◆ What you are asked to do ◆
The entire listing below needs to be transcribed word for word.

=== Data for analysis ===

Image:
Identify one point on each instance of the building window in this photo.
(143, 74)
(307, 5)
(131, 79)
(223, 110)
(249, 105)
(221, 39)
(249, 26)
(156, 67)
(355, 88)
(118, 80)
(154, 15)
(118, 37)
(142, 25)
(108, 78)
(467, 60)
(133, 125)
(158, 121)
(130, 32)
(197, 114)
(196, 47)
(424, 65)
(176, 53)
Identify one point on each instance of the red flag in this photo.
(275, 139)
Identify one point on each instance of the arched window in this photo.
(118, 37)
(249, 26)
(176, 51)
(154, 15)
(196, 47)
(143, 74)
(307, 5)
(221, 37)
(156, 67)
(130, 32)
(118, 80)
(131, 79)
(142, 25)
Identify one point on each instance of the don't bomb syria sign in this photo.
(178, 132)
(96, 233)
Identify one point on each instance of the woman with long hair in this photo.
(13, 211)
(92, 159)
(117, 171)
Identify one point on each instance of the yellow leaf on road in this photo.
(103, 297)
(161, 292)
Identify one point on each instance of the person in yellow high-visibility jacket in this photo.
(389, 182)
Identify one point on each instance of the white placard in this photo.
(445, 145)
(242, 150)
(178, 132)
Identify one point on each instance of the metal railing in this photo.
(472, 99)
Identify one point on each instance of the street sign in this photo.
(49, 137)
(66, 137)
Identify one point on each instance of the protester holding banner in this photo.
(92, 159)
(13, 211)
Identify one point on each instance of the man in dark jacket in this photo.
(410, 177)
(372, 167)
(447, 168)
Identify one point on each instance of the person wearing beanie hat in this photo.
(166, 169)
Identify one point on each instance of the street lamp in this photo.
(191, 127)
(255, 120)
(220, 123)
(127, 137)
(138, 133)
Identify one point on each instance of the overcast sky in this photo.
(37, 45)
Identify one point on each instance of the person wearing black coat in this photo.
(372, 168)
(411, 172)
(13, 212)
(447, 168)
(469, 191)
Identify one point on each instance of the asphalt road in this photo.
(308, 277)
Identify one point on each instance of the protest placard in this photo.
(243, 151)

===

◆ Solution to the problem ◆
Image:
Identify one point on each instance of the building window in this photo.
(143, 74)
(307, 5)
(131, 79)
(223, 110)
(249, 105)
(221, 39)
(249, 26)
(156, 67)
(355, 88)
(118, 80)
(154, 15)
(118, 37)
(142, 25)
(108, 78)
(467, 60)
(133, 125)
(158, 121)
(130, 32)
(197, 114)
(196, 47)
(424, 65)
(176, 53)
Identify one point on each instance of the red flag in this photo.
(275, 139)
Identify one point on each instance of the arched window in this photo.
(118, 37)
(249, 26)
(176, 51)
(154, 15)
(196, 47)
(143, 74)
(307, 5)
(221, 37)
(156, 67)
(130, 32)
(118, 80)
(131, 79)
(142, 25)
Identify one point on each instance of the don't bomb syria sign in this photo.
(178, 132)
(96, 233)
Identify one point on each instance of the woman with long hair in this photo.
(13, 211)
(92, 159)
(117, 171)
Identify one point on each instance of the yellow leaf on road in this photo.
(103, 297)
(161, 292)
Identify one point on each instance of the person in yellow high-visibility jacket in this photo.
(389, 182)
Identify one point on each instance of the white placard in this photo.
(445, 145)
(242, 150)
(178, 132)
Identify one point on each instance of the metal railing in this photo.
(472, 99)
Identify one point on each instance of the street sign in this photo.
(49, 137)
(66, 137)
Identify one point on each instance of the protester holding banner in this photo.
(92, 159)
(13, 211)
Identify one point on each instance of the man in dark jacket in this photo.
(410, 177)
(372, 167)
(447, 168)
Identify one point on each instance of the person wearing beanie hat in this photo.
(166, 169)
Identify one point on each instance of the street lamp in this photo.
(191, 127)
(255, 120)
(220, 123)
(127, 137)
(138, 133)
Identify one point on each instance of the overcast sky in this photo.
(37, 45)
Identify one point on each instance of the person wearing black coat in this photo.
(372, 168)
(411, 172)
(13, 212)
(447, 168)
(469, 191)
Identify one point on each instance of the asphalt road in this photo.
(308, 277)
Identify one point on each instance of the protest placard in this photo.
(243, 151)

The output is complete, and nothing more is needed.